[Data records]
>>>>>

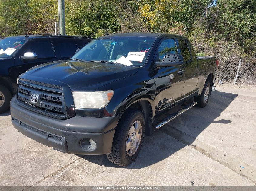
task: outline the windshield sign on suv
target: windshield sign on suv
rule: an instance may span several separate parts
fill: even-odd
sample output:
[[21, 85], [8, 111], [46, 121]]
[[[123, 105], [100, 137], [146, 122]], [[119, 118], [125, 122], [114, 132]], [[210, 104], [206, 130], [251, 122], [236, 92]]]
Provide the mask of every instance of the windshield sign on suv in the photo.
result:
[[26, 40], [6, 38], [0, 41], [0, 58], [9, 58]]
[[145, 64], [155, 40], [141, 37], [109, 38], [91, 41], [71, 59], [141, 66]]

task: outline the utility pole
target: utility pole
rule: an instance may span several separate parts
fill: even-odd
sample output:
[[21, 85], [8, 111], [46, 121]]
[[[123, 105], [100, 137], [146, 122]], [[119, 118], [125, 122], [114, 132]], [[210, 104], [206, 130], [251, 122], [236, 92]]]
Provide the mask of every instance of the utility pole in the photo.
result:
[[57, 22], [55, 22], [55, 26], [54, 27], [54, 34], [57, 35]]
[[65, 8], [64, 0], [58, 0], [59, 10], [59, 33], [66, 35], [65, 29]]

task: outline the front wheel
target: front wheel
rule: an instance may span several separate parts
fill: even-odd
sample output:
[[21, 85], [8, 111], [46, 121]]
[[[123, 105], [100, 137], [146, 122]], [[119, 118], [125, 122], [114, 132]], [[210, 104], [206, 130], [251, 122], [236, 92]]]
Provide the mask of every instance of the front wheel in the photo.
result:
[[12, 94], [5, 86], [0, 85], [0, 114], [2, 113], [9, 108]]
[[107, 155], [108, 160], [123, 167], [134, 161], [141, 148], [145, 129], [145, 119], [140, 111], [126, 111], [116, 127], [111, 152]]
[[199, 107], [204, 107], [207, 104], [211, 91], [211, 85], [210, 82], [206, 80], [203, 91], [199, 96], [195, 97], [194, 100], [197, 102], [195, 106]]

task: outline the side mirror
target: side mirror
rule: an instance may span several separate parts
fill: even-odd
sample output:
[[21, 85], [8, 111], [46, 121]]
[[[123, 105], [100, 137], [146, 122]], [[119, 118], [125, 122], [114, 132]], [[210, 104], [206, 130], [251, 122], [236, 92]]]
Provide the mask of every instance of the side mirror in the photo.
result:
[[25, 53], [24, 56], [21, 56], [20, 58], [23, 60], [34, 60], [37, 58], [37, 56], [35, 53], [29, 52]]
[[166, 54], [162, 62], [155, 62], [157, 67], [180, 66], [183, 65], [183, 57], [181, 54]]

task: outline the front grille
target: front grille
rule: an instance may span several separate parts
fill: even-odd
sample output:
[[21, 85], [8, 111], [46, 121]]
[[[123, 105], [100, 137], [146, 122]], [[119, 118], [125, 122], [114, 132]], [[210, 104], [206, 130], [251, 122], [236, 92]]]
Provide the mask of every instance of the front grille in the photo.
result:
[[[31, 99], [32, 94], [36, 95], [37, 101], [33, 102]], [[61, 92], [21, 84], [18, 86], [17, 99], [23, 106], [31, 110], [61, 117], [66, 116], [64, 98]]]

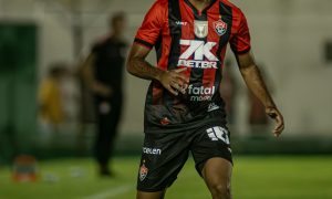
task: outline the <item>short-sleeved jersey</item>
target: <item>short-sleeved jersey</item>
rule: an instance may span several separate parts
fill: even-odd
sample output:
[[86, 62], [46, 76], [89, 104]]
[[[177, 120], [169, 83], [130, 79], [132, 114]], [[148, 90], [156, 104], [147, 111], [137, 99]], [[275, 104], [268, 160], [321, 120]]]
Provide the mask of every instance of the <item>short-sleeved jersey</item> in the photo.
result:
[[157, 0], [145, 15], [135, 43], [155, 48], [157, 67], [184, 72], [186, 94], [174, 96], [153, 81], [145, 104], [145, 133], [181, 132], [218, 121], [226, 124], [219, 85], [227, 44], [237, 53], [250, 51], [247, 20], [227, 0], [212, 0], [203, 11], [189, 0]]

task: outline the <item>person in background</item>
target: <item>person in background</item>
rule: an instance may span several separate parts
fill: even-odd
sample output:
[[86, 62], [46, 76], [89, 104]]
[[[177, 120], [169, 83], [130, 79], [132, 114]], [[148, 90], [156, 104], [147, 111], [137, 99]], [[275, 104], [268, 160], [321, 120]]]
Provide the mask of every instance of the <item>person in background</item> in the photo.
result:
[[112, 177], [108, 161], [113, 155], [123, 105], [123, 71], [126, 43], [123, 39], [126, 18], [118, 12], [110, 19], [110, 33], [93, 44], [83, 62], [83, 80], [95, 102], [97, 135], [95, 158], [100, 175]]
[[65, 119], [61, 92], [61, 81], [66, 74], [65, 66], [64, 63], [53, 63], [39, 87], [39, 121], [44, 138], [58, 133]]

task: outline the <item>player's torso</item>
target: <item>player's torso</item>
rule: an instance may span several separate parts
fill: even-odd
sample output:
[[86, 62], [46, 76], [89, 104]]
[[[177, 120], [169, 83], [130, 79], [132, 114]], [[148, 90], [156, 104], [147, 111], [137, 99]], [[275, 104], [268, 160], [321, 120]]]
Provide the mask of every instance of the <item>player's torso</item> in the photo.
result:
[[198, 11], [188, 0], [168, 0], [165, 25], [156, 44], [158, 67], [187, 67], [189, 86], [186, 95], [175, 97], [159, 83], [152, 83], [146, 104], [147, 123], [160, 119], [167, 126], [216, 115], [225, 117], [219, 85], [232, 22], [232, 8], [224, 1], [216, 0]]

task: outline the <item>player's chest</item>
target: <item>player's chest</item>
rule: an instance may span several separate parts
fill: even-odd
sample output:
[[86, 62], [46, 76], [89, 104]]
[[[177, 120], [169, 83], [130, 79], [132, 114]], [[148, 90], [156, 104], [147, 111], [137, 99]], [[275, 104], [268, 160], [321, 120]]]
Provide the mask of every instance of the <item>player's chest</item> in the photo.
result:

<<<<<

Please format the lines of the records above that run from the line containing "task: outline the <item>person" through the line containing "138], [58, 133]]", both included, as a JSON list of strings with one string per line and no blank lines.

[
  "task: outline the <item>person in background</item>",
  "target: <item>person in background</item>",
  "rule: an instance may span several separate parts",
  "fill: even-odd",
  "sample output:",
  "[[86, 62], [46, 76], [89, 104]]",
  "[[[177, 120], [169, 83], [130, 79], [132, 114]], [[148, 90], [156, 104], [147, 111], [137, 99]], [[275, 104], [268, 160], [321, 120]]]",
  "Provide the mask of every instance of the <item>person in background</item> in the photo.",
  "result:",
  "[[112, 177], [108, 161], [113, 155], [123, 105], [123, 71], [126, 43], [123, 39], [126, 18], [118, 12], [110, 19], [110, 33], [93, 44], [83, 62], [83, 80], [95, 102], [97, 135], [95, 158], [100, 175]]",
  "[[65, 119], [61, 92], [61, 81], [66, 74], [65, 66], [64, 63], [53, 63], [39, 87], [39, 121], [44, 138], [58, 133]]"
]